(Stored records)
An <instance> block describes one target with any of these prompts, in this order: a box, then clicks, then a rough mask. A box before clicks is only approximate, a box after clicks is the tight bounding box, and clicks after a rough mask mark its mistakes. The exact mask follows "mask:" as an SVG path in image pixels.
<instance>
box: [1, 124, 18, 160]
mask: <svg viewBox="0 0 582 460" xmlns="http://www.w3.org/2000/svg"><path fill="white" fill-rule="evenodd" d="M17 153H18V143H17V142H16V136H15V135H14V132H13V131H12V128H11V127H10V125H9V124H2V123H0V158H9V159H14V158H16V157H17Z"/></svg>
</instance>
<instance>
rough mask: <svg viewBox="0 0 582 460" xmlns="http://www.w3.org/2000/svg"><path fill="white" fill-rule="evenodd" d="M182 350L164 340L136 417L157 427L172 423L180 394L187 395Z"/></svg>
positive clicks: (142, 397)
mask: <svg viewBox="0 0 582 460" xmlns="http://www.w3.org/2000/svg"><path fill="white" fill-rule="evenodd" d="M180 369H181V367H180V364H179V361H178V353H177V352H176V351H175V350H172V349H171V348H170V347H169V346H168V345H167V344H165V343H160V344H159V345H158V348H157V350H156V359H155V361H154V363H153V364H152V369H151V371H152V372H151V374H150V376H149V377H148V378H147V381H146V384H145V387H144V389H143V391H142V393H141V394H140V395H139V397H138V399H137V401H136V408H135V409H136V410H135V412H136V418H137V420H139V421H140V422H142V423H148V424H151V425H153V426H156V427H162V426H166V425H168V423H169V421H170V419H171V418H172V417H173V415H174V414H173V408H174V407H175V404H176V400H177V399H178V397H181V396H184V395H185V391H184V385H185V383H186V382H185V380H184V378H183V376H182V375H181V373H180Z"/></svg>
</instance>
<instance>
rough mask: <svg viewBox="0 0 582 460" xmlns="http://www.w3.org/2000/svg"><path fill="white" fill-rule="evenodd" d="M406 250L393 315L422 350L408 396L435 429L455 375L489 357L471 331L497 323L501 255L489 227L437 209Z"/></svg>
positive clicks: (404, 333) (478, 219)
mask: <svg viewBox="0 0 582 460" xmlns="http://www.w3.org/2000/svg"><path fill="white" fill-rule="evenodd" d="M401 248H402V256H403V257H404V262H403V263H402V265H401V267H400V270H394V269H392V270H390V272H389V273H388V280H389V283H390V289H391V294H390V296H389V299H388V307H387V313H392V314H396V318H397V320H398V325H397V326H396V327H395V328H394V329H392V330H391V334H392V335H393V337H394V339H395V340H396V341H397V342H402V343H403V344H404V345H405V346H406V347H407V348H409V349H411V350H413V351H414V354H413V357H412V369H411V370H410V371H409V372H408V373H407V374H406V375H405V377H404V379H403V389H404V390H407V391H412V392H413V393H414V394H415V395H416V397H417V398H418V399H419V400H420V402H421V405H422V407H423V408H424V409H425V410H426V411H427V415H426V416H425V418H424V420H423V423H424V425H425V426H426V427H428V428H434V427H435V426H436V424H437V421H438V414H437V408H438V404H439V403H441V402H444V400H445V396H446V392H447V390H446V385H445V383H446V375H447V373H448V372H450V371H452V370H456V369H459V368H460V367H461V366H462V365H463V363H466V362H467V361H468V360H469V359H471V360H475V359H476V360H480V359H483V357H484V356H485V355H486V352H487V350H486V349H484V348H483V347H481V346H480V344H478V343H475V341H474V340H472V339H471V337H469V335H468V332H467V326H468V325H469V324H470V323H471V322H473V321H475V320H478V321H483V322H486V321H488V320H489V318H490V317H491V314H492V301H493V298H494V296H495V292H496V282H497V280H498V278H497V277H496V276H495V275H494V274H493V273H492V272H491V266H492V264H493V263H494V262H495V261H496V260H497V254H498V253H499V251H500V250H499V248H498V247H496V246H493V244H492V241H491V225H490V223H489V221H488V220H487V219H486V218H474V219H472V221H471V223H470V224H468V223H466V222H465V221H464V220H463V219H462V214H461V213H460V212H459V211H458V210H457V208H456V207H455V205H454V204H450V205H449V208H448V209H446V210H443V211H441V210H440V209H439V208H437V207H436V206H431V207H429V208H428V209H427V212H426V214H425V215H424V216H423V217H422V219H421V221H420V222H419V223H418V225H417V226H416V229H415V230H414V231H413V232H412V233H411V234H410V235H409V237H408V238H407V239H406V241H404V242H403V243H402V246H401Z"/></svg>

* Task statement *
Give again, exactly as written, every line from the first one above through the line that has "250L393 315L422 350L408" in it.

* Output below *
An <instance> block describes one target with any of these prompts, in this order: a box, then clicks, then a rough mask. A box before clicks is only approximate, a box after clicks is the tight bounding box, and clicks after a rough mask mark its mistakes. The exact mask follows "mask:" as an SVG path in image pixels.
<instance>
box: [1, 124, 18, 160]
mask: <svg viewBox="0 0 582 460" xmlns="http://www.w3.org/2000/svg"><path fill="white" fill-rule="evenodd" d="M17 153H18V143H17V142H16V136H15V135H14V132H13V131H12V128H11V127H10V125H9V124H2V123H0V158H9V159H14V158H16V157H17Z"/></svg>
</instance>
<instance>
rough mask: <svg viewBox="0 0 582 460" xmlns="http://www.w3.org/2000/svg"><path fill="white" fill-rule="evenodd" d="M182 350L164 340L136 417L157 427L172 423L180 394L187 395Z"/></svg>
positive clicks: (142, 397)
mask: <svg viewBox="0 0 582 460" xmlns="http://www.w3.org/2000/svg"><path fill="white" fill-rule="evenodd" d="M180 369H181V367H180V364H179V361H178V353H177V352H176V351H175V350H172V349H171V348H170V347H169V346H168V345H167V344H165V343H160V344H159V345H158V348H157V350H156V359H155V361H154V363H153V364H152V369H151V371H152V372H151V374H150V376H149V377H148V378H147V381H146V384H145V387H144V389H143V391H142V393H141V394H140V395H139V397H138V399H137V401H136V408H135V409H136V410H135V412H136V418H137V420H139V421H140V422H142V423H148V424H151V425H153V426H156V427H162V426H166V425H168V423H169V421H170V419H171V418H172V417H173V415H174V414H173V408H174V407H175V404H176V400H177V399H178V397H181V396H184V395H185V391H184V385H185V383H186V382H185V380H184V378H183V376H182V375H181V373H180Z"/></svg>
</instance>
<instance>
rough mask: <svg viewBox="0 0 582 460" xmlns="http://www.w3.org/2000/svg"><path fill="white" fill-rule="evenodd" d="M406 250L393 315L422 350L408 396L435 429L455 375L489 357L471 331L497 323L501 255L489 227L437 209Z"/></svg>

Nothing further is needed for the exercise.